▶ _EXERCISE DESCRIPTION_: Without the pictures, print each of the records below exactly as it appears.

▶ _RECORDS SUPPLIED_:
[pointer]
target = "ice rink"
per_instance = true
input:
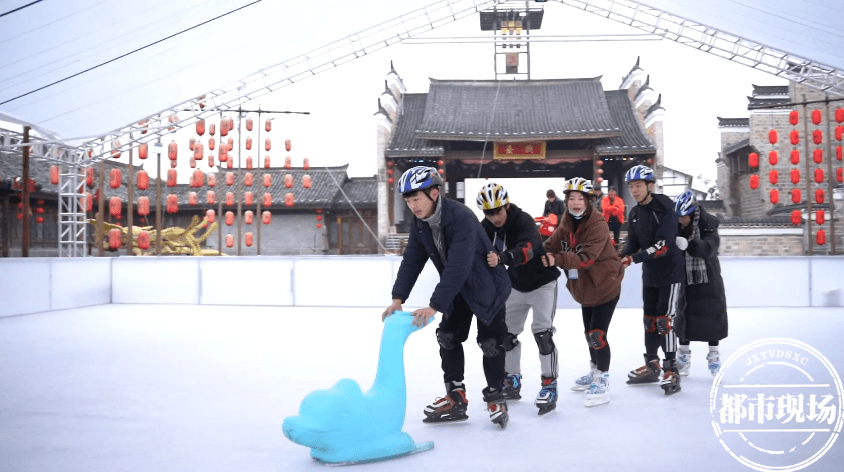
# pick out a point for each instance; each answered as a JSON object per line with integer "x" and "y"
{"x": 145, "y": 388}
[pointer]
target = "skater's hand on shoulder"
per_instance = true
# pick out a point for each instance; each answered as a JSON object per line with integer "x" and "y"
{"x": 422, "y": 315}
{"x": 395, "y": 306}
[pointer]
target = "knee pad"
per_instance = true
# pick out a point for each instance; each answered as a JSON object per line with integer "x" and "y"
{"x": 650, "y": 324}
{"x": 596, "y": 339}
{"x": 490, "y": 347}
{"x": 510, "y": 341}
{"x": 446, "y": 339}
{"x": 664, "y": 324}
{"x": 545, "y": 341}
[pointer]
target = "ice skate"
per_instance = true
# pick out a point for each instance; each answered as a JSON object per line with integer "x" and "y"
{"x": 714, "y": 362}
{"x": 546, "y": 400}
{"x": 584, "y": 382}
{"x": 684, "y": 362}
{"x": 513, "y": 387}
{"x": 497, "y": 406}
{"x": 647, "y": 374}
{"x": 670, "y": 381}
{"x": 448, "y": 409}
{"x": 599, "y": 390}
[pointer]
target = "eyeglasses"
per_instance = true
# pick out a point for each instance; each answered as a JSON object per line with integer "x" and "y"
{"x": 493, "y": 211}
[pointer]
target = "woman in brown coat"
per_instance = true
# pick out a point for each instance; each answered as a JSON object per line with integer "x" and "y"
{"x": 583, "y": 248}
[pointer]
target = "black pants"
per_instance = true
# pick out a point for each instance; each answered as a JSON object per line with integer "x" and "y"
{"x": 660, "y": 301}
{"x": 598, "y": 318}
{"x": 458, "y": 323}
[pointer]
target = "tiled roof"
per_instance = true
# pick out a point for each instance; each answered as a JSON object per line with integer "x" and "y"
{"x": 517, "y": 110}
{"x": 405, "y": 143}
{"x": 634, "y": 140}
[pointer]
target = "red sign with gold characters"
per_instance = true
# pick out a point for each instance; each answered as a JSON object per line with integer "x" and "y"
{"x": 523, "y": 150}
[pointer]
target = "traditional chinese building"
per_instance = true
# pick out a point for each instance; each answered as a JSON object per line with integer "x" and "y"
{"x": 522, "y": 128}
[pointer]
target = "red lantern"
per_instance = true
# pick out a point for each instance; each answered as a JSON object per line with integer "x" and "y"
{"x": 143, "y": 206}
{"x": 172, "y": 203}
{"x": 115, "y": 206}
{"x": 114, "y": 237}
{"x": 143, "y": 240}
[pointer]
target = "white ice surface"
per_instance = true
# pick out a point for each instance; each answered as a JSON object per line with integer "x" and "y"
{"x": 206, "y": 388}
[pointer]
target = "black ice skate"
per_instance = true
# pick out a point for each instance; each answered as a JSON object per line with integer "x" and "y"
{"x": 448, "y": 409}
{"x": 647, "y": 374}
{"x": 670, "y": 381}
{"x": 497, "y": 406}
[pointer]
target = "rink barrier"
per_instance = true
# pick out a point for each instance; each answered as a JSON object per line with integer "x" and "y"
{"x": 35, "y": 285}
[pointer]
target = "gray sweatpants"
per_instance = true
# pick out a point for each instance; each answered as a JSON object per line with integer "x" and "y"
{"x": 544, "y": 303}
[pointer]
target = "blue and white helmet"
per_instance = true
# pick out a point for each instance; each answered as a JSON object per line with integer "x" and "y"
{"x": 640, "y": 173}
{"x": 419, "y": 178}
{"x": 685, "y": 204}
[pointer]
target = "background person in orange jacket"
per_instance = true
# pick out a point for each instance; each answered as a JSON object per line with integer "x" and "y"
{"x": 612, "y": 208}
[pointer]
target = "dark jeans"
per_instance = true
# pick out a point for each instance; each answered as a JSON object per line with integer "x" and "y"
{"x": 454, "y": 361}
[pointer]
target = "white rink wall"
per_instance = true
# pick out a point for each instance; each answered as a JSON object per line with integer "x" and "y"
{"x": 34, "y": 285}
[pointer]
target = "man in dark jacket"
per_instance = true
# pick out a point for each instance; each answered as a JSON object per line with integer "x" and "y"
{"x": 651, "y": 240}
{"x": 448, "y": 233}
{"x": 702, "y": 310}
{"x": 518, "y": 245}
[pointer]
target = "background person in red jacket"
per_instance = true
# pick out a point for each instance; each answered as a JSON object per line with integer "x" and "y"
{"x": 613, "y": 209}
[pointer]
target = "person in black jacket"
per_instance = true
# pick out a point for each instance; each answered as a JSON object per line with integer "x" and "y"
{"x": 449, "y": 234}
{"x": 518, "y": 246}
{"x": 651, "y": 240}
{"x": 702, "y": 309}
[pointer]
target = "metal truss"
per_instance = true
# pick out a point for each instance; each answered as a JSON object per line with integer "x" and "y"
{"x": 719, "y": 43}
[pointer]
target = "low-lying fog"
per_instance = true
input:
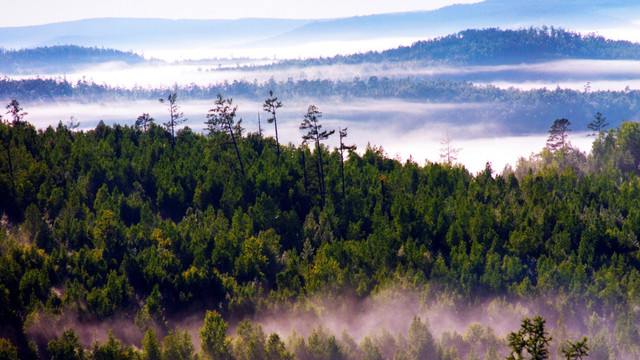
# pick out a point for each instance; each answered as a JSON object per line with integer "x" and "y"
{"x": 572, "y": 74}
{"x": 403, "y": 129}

▶ _FULL OUTPUT_:
[pointer]
target = "ice rink"
per_instance = true
input:
# pick out a point for each instance; each answered as a JSON object per line with integer "x" and "y"
{"x": 145, "y": 388}
[pointer]
target = "skater's hand on shoulder"
per_instance = true
# pick out a point for each instance; each answered as a JSON object per line with integer "x" and "y"
{"x": 422, "y": 315}
{"x": 395, "y": 306}
[pointer]
target = "knee pad"
per_instance = true
# pick out a point for each instance; each answered as a JSON object per line with integer "x" and "y"
{"x": 650, "y": 324}
{"x": 596, "y": 339}
{"x": 490, "y": 347}
{"x": 510, "y": 341}
{"x": 446, "y": 339}
{"x": 664, "y": 324}
{"x": 545, "y": 341}
[pointer]
target = "ice skate"
per_instance = true
# pick out a point for each instance; each answered as a JSON object per line with integer "x" and "y"
{"x": 714, "y": 362}
{"x": 546, "y": 400}
{"x": 584, "y": 382}
{"x": 684, "y": 362}
{"x": 513, "y": 387}
{"x": 497, "y": 406}
{"x": 647, "y": 374}
{"x": 670, "y": 381}
{"x": 448, "y": 409}
{"x": 599, "y": 390}
[pointer]
target = "eyeglasses"
per_instance = true
# pick out a point for each instance; each answered as a JSON object per line with integer "x" and "y"
{"x": 493, "y": 211}
[pointer]
target = "woman in brown coat"
per_instance = true
# pick out a point for each instance; each answered as a JSON object per line with integer "x" and "y"
{"x": 583, "y": 248}
[pointer]
target = "black pants"
per_instance = true
# pick out a point for each instance; each answered as a JSON object per line with integer "x" and "y"
{"x": 660, "y": 301}
{"x": 598, "y": 318}
{"x": 458, "y": 323}
[pointer]
target = "tiled roof"
per_instance = true
# pick out a point for each instance; each answered as a JSON object per line with integer "x" and "y"
{"x": 517, "y": 110}
{"x": 405, "y": 143}
{"x": 634, "y": 140}
[pointer]
target = "red sign with gold characters"
per_instance = true
# pick out a point for each instance; each answered as a JSON object per line with integer "x" and "y"
{"x": 523, "y": 150}
[pointer]
target = "traditional chinese building"
per_instance = true
# pick out a point for each instance; each answered as a JSON object per line with integer "x" and "y"
{"x": 522, "y": 128}
[pointer]
target = "red lantern"
per_instance = true
# pick out a point for each instance; each answered as a JSON object per line with integer "x" and "y"
{"x": 143, "y": 206}
{"x": 172, "y": 203}
{"x": 115, "y": 206}
{"x": 114, "y": 237}
{"x": 143, "y": 240}
[pointer]
target = "white ice surface"
per_instance = true
# pick out a point for each instance; each answered as a JSON object per line with integer "x" and "y"
{"x": 206, "y": 388}
[pointer]
target = "black ice skate"
per_instance = true
# pick out a point for each instance; each answered as a JSON object per line with integer "x" and "y"
{"x": 448, "y": 409}
{"x": 647, "y": 374}
{"x": 670, "y": 381}
{"x": 497, "y": 406}
[pointer]
target = "rink barrier"
per_instance = true
# pick out a point for each instance; each answered as a JSON object per line with integer "x" and "y"
{"x": 35, "y": 285}
[pointer]
target = "gray sweatpants"
per_instance = true
# pick out a point for each instance; each answered as a JSON object per line with integer "x" and "y"
{"x": 544, "y": 303}
[pointer]
target = "blue and white helmet"
per_instance = true
# pick out a point for each instance; each answered as a JSON object per line with integer "x" and "y"
{"x": 640, "y": 173}
{"x": 419, "y": 178}
{"x": 685, "y": 204}
[pointer]
target = "background person in orange jacket"
per_instance = true
# pick out a point for each instance; each answered as a JSON object per line with integer "x" and "y"
{"x": 612, "y": 208}
[pointer]
target = "dark jeans"
per_instance = true
# pick out a point for each instance; each answered as a JSON object per line with integer "x" and "y"
{"x": 454, "y": 361}
[pointer]
target = "white rink wall"
per_instance = true
# pick out a point for each instance; each answered as a JSON object per line with integer "x" and "y"
{"x": 34, "y": 285}
[pointer]
target = "man in dark jacket"
per_instance = true
# pick out a point for each instance; each answered as a JSON object per line with integer "x" and "y"
{"x": 651, "y": 240}
{"x": 448, "y": 233}
{"x": 702, "y": 310}
{"x": 518, "y": 245}
[pointer]
target = "background person in red jacket"
per_instance = true
# pick out a point for each instance; each answered as a JSON object per line with integer "x" and "y"
{"x": 613, "y": 209}
[pointer]
target = "person in black jacket"
per_instance = true
# pick out a point for each instance; each answered as a JSON object per line with integer "x" and "y"
{"x": 449, "y": 234}
{"x": 518, "y": 246}
{"x": 651, "y": 240}
{"x": 702, "y": 309}
[pointer]
target = "metal truss"
per_instance = true
# pick out a point for each instance; each answered as a JSON object per line with integer "x" and "y"
{"x": 719, "y": 43}
[pointer]
target = "low-lying fog"
per_instance = true
input:
# pick out a point for each instance; each answered as a JSON object per line with integer "x" and "y"
{"x": 572, "y": 74}
{"x": 403, "y": 129}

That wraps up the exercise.